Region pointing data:
--------------------

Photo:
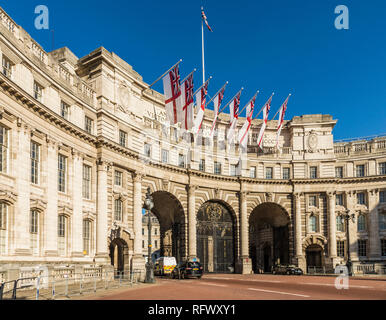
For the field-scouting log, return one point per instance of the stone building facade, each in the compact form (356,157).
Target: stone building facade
(82,139)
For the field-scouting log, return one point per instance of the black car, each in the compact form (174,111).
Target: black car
(286,269)
(187,269)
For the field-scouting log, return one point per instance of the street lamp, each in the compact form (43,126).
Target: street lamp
(348,217)
(148,205)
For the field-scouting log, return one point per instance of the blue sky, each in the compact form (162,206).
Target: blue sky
(267,45)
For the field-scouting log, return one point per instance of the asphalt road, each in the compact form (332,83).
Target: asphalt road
(251,287)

--------------------

## [Problem to work on]
Return each line above word for word. Skip the pictures.

## [Written response]
Photo:
For the field-scouting log, return one point per instance of the stone building facade, each in the compact form (356,157).
Target: stone building facade
(82,139)
For the field-scouting log, return one point per instance of the black car, each in the compact form (174,111).
Target: black car
(286,269)
(187,269)
For the field-scouting log, return one point per instance of the street lamp, each in the compact form (43,126).
Target: street lamp
(348,217)
(148,205)
For the field-scouting log, return one point per instance of the blue sky, each in the compact form (162,206).
Target: blue sky
(267,45)
For the field-scouting log, return one point per instance of the asphalt road, each in the compact form (332,83).
Target: asphalt road
(251,287)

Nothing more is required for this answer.